All of the data below should be written out exactly.

(Records)
##############################
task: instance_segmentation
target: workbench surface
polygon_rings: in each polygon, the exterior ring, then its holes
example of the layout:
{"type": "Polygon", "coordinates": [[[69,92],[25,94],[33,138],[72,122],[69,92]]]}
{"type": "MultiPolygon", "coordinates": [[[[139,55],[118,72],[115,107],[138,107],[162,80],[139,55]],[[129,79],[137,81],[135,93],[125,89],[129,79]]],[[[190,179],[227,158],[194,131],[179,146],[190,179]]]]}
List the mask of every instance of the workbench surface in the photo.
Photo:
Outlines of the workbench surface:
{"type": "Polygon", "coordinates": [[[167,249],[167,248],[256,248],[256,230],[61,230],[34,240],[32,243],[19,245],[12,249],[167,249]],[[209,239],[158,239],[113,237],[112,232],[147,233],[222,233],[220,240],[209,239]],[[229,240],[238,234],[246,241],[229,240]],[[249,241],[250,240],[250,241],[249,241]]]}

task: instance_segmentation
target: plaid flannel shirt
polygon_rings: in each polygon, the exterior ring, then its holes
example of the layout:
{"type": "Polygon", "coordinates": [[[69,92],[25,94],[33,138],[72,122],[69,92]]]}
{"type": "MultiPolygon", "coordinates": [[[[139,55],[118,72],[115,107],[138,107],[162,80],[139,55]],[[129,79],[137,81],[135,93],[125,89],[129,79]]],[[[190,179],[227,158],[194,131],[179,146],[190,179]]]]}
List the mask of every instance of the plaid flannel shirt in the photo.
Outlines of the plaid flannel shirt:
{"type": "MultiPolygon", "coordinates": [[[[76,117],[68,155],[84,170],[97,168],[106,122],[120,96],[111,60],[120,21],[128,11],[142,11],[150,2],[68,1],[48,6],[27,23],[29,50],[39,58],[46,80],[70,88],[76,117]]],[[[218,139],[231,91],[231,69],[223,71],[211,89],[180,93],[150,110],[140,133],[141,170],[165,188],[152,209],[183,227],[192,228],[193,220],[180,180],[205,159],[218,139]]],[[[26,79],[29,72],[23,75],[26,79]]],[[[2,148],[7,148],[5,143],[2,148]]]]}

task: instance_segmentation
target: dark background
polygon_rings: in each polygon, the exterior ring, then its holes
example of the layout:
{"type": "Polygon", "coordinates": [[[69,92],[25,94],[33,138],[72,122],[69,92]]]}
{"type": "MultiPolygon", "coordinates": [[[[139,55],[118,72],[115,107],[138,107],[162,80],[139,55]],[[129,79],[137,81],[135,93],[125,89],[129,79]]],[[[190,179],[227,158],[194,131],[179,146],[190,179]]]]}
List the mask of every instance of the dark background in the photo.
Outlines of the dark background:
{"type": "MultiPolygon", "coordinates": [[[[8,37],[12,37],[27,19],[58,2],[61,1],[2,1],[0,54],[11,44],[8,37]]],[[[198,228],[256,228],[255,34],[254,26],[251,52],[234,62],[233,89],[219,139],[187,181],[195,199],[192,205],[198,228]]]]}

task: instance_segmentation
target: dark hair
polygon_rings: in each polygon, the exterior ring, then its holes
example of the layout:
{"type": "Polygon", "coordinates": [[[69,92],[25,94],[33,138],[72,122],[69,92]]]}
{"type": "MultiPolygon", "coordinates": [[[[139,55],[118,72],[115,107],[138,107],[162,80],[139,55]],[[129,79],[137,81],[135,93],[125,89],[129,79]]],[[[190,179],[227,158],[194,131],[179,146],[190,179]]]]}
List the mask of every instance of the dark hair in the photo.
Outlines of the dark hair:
##############################
• _Correct output_
task: instance_segmentation
target: workbench surface
polygon_rings: in each polygon, the exterior ring, then its holes
example of the layout:
{"type": "Polygon", "coordinates": [[[69,92],[25,94],[33,138],[72,122],[69,92]]]}
{"type": "MultiPolygon", "coordinates": [[[[139,55],[118,72],[115,107],[138,107],[162,80],[139,55]],[[129,79],[137,81],[135,93],[125,89],[129,79]]],[[[190,179],[227,158],[194,131],[179,146],[190,179]]]]}
List the mask of every instance of the workbench surface in the photo.
Photo:
Outlines of the workbench surface:
{"type": "Polygon", "coordinates": [[[167,249],[167,248],[256,248],[256,230],[61,230],[34,240],[32,243],[19,245],[12,249],[167,249]],[[209,239],[158,239],[113,237],[112,232],[147,233],[222,233],[220,240],[209,239]],[[229,240],[238,234],[246,241],[229,240]],[[249,241],[250,240],[250,241],[249,241]]]}

task: instance_segmentation
target: plaid flannel shirt
polygon_rings: in each polygon, the exterior ring, then its holes
example of the layout:
{"type": "Polygon", "coordinates": [[[69,92],[25,94],[33,138],[72,122],[69,92]]]}
{"type": "MultiPolygon", "coordinates": [[[[139,55],[118,72],[115,107],[138,107],[162,80],[139,55]],[[129,79],[137,81],[135,93],[125,89],[129,79]]],[[[190,179],[227,158],[194,131],[179,146],[190,179]]]]}
List the mask of every instance of the plaid flannel shirt in the photo.
Outlines of the plaid flannel shirt:
{"type": "MultiPolygon", "coordinates": [[[[76,117],[68,155],[84,170],[97,168],[106,122],[120,96],[111,60],[120,21],[128,11],[142,11],[150,2],[68,1],[48,6],[27,23],[29,50],[39,58],[46,80],[70,88],[76,117]]],[[[218,139],[231,91],[231,69],[223,71],[211,89],[180,93],[150,110],[140,133],[141,170],[165,188],[152,209],[183,227],[192,228],[193,220],[180,180],[205,159],[218,139]]],[[[26,79],[29,72],[23,75],[26,79]]],[[[2,148],[7,148],[5,143],[2,148]]]]}

task: instance_segmentation
target: dark background
polygon_rings: in each polygon, the exterior ring, then its holes
example of the layout:
{"type": "Polygon", "coordinates": [[[69,92],[25,94],[33,138],[72,122],[69,92]]]}
{"type": "MultiPolygon", "coordinates": [[[[139,55],[118,72],[115,107],[138,107],[162,80],[139,55]],[[129,79],[137,81],[135,93],[125,89],[129,79]]],[[[190,179],[227,158],[194,131],[179,146],[190,179]]]]}
List the mask of every instance of the dark background in the photo.
Outlines of the dark background:
{"type": "MultiPolygon", "coordinates": [[[[8,37],[12,37],[27,19],[58,2],[61,1],[2,1],[0,54],[11,44],[8,37]]],[[[198,228],[256,228],[255,34],[254,26],[251,52],[234,62],[233,89],[219,139],[187,181],[195,199],[192,205],[198,228]]]]}

task: instance_segmentation
target: dark hair
polygon_rings: in each polygon, the exterior ring, then its holes
example of the layout:
{"type": "Polygon", "coordinates": [[[69,92],[25,94],[33,138],[72,122],[69,92]]]}
{"type": "MultiPolygon", "coordinates": [[[[139,55],[118,72],[115,107],[138,107],[162,80],[139,55]],[[129,79],[137,81],[135,93],[125,89],[129,79]]],[[[190,179],[227,158],[194,131],[179,146],[190,179]]]]}
List the mask of every instance of the dark hair in the photo.
Outlines of the dark hair:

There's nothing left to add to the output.